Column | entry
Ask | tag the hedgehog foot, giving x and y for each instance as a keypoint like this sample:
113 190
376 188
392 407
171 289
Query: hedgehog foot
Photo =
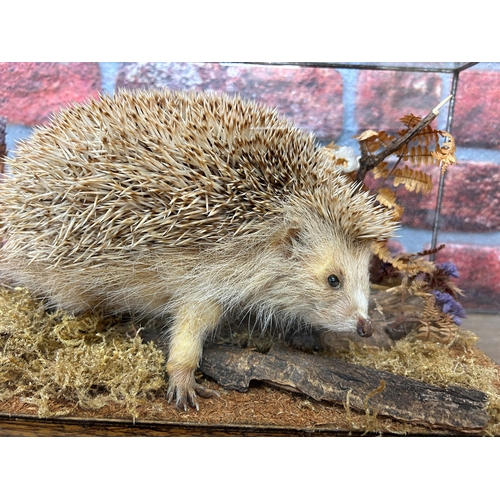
185 391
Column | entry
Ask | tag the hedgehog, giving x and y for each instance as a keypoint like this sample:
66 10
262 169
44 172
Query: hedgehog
193 208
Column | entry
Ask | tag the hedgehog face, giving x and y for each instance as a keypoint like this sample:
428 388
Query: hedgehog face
328 278
339 287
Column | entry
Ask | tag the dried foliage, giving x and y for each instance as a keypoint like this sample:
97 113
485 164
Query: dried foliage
412 275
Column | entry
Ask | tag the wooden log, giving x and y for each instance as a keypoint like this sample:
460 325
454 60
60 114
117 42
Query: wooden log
361 388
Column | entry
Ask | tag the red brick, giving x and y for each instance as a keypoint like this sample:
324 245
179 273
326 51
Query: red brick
479 269
30 92
477 109
311 97
471 199
385 96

***

## Exercise requirements
Rewrite all the records above as a numbered list, one line per item with blank lines left out. Leave the pictures out.

## Task result
1. Column | entry
2. Ask | tag the hedgehog foot, giving x and y for each instance as a keypoint like this sample:
3. 113 190
4. 376 188
5. 392 407
6. 171 289
7. Query: hedgehog foot
8. Photo =
9. 185 391
10. Column | entry
11. Ask | tag the hedgehog, giving x and y for each instance as a keypoint like this sample:
12. 66 10
13. 262 169
14. 44 172
15. Query: hedgehog
16. 193 208
17. Column | entry
18. Ask | tag the hedgehog face, giving x and y for each instance as a keypoint like this sample:
19. 428 388
20. Query: hedgehog face
21. 328 278
22. 339 287
23. Column | entry
24. Ask | tag the dried foliage, giving x and y for each instance as a keypoint like this sample:
25. 97 113
26. 485 164
27. Query: dried foliage
28. 412 275
29. Column | entry
30. Ask | tag the wooden log, giving x and y for each instance as a keypoint like this sample:
31. 460 325
32. 454 60
33. 60 114
34. 117 42
35. Query: wooden log
36. 361 388
37. Column | entry
38. Ask | tag the red brick, giving x and y for each instance as a keypoint like this sample:
39. 324 245
40. 179 273
41. 326 51
42. Query: red brick
43. 479 269
44. 30 92
45. 477 109
46. 311 97
47. 471 199
48. 385 96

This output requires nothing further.